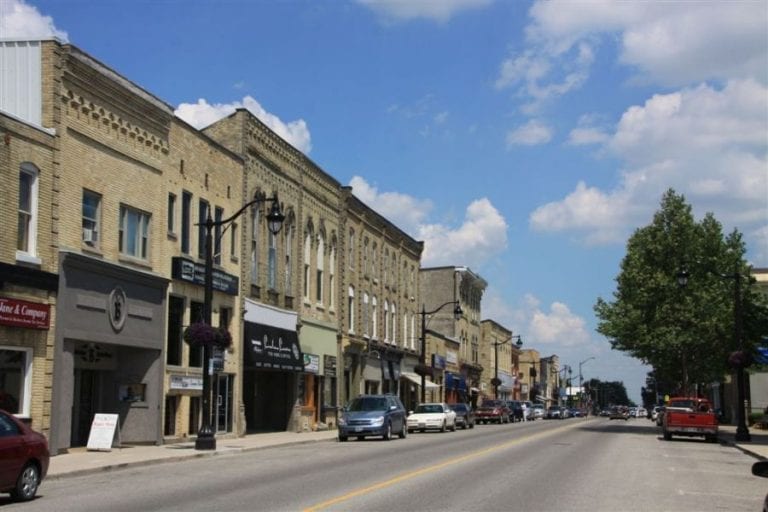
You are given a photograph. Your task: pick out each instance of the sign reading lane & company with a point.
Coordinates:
(20, 313)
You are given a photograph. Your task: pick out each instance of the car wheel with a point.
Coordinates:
(27, 483)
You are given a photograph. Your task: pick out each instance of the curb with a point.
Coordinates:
(229, 450)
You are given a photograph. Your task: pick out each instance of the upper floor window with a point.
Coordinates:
(27, 222)
(272, 261)
(202, 217)
(351, 309)
(91, 218)
(255, 218)
(319, 269)
(134, 232)
(289, 236)
(351, 249)
(172, 214)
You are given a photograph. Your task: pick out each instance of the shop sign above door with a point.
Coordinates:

------------------------------------------------

What is expected: Exact copy, no images: rewrite the entire listing above.

Response box:
You are given a photograph. Your task: pick out each instance of the sign reading lane & company with a point.
Coordinates:
(20, 313)
You are given a photograph. Your task: pick out each instance of the car wheel with a point.
Coordinates:
(27, 483)
You are given a photograph. Your task: pick out each instance of the curb with a point.
Coordinates:
(229, 450)
You are given a photograph. Your task: pick out each instance of the upper floor window with a point.
Coordinates:
(27, 222)
(272, 261)
(202, 217)
(351, 309)
(91, 218)
(255, 218)
(319, 269)
(134, 232)
(289, 236)
(351, 249)
(172, 214)
You are given a photograph. Your task: pick out each instance of the shop sign above door with a point.
Coordinates:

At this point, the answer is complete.